Set out the part of the data that opens with the line containing "[point] at the cloudy" and runs through the end as a Markdown table with the columns Row and Data line. Number each line and omit blank lines.

Coordinate annotation records

[start]

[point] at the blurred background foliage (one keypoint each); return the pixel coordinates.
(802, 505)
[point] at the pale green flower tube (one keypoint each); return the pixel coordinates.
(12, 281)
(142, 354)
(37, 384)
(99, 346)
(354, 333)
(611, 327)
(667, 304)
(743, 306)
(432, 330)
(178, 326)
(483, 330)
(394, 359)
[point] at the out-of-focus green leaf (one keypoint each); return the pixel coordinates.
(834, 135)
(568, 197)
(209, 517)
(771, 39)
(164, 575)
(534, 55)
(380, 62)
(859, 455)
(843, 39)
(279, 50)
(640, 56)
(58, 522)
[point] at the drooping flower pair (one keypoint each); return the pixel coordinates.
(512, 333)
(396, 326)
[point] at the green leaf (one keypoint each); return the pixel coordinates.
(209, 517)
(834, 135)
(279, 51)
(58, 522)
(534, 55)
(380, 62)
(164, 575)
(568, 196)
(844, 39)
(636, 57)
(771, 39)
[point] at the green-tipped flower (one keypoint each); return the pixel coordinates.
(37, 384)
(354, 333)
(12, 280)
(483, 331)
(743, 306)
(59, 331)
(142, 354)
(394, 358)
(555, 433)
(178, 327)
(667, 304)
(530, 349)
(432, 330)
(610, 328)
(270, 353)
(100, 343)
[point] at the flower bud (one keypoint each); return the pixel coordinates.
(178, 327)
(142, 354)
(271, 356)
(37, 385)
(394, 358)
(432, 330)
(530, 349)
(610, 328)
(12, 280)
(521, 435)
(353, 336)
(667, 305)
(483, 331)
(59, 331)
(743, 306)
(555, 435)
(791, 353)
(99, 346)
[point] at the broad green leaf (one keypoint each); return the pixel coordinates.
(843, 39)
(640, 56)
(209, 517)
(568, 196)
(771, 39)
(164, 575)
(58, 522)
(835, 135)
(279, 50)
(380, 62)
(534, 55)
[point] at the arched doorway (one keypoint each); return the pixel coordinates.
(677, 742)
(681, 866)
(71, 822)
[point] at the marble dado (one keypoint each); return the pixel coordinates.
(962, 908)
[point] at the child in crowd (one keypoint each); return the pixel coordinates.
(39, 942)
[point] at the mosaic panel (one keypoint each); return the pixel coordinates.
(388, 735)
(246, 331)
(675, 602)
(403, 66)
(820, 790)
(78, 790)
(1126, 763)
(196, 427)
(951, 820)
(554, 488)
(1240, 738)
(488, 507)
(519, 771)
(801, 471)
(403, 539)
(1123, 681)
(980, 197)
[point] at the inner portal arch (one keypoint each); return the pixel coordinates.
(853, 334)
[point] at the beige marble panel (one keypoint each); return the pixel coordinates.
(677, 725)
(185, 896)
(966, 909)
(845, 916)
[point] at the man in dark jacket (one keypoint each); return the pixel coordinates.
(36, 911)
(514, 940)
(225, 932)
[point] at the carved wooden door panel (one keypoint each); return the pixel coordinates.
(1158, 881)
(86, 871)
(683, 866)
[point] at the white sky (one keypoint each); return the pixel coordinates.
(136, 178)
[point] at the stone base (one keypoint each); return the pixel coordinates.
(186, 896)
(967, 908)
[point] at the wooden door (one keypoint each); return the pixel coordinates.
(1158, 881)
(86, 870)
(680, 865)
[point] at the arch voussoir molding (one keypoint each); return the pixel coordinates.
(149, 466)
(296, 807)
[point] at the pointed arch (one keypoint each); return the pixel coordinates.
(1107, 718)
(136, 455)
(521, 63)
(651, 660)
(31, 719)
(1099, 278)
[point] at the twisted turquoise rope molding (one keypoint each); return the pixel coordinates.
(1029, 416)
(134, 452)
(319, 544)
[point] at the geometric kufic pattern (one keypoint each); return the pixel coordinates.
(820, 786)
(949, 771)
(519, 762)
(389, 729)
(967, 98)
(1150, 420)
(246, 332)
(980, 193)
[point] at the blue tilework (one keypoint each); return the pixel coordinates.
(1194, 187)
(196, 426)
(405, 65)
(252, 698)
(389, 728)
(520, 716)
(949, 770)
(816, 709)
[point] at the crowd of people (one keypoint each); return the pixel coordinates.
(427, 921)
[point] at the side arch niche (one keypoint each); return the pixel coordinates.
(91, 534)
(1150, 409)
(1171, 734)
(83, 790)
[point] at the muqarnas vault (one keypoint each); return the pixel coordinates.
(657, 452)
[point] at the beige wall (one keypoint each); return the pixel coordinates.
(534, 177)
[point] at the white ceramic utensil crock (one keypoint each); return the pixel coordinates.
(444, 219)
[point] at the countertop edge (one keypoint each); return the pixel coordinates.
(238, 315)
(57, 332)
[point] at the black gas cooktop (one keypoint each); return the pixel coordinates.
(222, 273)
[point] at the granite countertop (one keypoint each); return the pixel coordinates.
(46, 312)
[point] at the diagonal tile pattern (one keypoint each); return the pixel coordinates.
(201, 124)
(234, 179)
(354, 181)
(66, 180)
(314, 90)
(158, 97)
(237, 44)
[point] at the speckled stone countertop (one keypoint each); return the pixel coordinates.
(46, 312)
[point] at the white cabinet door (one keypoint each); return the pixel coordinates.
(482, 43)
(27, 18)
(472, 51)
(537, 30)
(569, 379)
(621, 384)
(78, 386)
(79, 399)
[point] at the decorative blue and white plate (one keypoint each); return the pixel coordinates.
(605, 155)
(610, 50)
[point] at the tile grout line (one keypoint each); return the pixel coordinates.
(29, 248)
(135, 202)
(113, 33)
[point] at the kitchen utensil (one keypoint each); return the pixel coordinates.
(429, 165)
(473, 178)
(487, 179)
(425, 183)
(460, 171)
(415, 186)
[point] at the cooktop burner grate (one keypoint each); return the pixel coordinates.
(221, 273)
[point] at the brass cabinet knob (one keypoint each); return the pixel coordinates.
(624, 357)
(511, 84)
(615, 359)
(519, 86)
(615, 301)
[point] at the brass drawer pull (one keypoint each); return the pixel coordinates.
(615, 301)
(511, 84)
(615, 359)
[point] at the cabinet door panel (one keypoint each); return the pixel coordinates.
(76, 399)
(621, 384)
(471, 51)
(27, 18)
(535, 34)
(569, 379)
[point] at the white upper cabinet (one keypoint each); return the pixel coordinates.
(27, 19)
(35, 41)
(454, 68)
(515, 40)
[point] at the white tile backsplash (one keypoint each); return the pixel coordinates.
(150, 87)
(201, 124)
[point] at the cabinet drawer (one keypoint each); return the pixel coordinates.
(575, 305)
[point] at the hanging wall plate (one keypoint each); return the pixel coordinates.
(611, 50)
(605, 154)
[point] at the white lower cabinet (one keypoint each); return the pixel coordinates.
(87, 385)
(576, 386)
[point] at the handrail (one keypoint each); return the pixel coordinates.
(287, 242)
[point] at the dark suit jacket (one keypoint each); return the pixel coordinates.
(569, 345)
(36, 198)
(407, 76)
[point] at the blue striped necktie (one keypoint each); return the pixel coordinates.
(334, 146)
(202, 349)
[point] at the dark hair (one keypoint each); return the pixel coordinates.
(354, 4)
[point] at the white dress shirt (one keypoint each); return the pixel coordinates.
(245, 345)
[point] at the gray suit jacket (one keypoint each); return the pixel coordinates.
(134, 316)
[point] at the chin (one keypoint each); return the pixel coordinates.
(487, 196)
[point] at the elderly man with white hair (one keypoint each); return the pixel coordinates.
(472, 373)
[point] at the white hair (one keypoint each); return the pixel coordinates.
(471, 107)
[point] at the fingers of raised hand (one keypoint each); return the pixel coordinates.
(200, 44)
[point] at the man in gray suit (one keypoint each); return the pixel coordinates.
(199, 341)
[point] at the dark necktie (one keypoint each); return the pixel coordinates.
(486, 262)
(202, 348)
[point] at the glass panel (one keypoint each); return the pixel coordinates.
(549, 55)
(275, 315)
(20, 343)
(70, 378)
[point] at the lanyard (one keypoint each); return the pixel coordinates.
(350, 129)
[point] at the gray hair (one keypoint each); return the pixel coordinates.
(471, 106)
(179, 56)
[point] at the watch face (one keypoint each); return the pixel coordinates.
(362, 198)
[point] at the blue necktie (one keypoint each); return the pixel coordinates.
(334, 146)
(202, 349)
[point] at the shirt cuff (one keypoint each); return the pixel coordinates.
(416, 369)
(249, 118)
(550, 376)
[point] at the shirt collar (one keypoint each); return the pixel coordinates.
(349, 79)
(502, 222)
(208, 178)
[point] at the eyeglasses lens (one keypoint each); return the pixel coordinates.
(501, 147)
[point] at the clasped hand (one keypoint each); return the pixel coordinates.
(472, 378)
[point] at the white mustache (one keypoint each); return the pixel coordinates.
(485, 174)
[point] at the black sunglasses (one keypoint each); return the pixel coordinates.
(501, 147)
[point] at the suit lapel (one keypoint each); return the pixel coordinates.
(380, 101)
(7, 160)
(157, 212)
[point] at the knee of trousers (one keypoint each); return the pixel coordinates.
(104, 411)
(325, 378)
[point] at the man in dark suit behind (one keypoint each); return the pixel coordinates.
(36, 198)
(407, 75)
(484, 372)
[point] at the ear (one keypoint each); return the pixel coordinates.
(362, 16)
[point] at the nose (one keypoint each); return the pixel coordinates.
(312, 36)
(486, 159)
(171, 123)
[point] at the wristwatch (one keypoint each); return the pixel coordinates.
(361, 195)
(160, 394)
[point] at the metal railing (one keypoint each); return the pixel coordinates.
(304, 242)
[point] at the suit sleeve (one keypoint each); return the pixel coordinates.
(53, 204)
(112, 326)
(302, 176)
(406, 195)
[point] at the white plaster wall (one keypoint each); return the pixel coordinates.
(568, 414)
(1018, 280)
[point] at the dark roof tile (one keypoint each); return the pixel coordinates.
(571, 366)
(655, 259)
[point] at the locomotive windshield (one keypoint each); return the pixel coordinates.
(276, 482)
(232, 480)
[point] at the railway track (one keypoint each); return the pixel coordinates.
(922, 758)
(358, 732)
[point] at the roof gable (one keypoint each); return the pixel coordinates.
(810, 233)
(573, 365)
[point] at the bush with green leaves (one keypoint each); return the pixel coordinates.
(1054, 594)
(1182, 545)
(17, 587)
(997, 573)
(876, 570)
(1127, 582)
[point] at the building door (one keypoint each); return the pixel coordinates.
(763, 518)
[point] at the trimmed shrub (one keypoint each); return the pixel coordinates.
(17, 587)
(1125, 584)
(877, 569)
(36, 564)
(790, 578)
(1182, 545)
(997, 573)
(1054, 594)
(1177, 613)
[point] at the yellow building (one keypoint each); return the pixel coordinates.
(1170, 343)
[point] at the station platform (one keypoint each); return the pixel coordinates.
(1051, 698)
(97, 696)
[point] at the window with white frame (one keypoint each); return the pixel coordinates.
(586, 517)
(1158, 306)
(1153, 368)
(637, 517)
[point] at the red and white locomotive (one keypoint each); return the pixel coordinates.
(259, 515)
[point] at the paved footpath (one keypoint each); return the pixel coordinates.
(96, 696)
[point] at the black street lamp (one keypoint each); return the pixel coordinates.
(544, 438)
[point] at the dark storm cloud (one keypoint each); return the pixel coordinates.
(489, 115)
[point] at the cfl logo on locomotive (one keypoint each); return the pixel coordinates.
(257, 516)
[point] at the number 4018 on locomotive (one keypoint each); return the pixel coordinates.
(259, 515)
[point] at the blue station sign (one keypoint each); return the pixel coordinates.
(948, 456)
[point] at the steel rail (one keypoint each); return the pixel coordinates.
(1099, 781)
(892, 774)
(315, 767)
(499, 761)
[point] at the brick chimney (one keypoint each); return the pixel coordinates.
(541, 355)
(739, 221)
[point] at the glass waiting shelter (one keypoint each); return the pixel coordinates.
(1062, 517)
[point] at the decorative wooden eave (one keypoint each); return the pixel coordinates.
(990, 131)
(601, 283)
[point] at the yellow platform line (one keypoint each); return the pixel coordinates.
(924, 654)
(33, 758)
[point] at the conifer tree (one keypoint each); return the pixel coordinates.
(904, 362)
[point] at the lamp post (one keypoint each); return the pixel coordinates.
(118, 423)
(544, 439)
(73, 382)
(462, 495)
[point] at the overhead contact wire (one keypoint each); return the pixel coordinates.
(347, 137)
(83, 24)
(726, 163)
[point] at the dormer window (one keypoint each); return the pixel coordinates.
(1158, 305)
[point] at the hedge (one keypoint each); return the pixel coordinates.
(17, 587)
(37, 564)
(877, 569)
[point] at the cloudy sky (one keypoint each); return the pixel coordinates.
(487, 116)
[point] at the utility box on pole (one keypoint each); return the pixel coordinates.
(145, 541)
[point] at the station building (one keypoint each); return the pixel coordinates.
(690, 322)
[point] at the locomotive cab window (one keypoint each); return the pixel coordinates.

[end]

Finished exercise
| Row | Data line |
|---|---|
| 1 | [point] at the cloudy sky (one keypoint each); return the pixel coordinates. |
| 2 | (487, 116) |
| 3 | [point] at the utility box on pole (one keypoint each); return the pixel coordinates. |
| 4 | (145, 541) |
| 5 | [point] at the station building (one keypoint each); return the pixel coordinates. |
| 6 | (690, 322) |
| 7 | [point] at the locomotive cab window (one keypoint each); return the pixel coordinates. |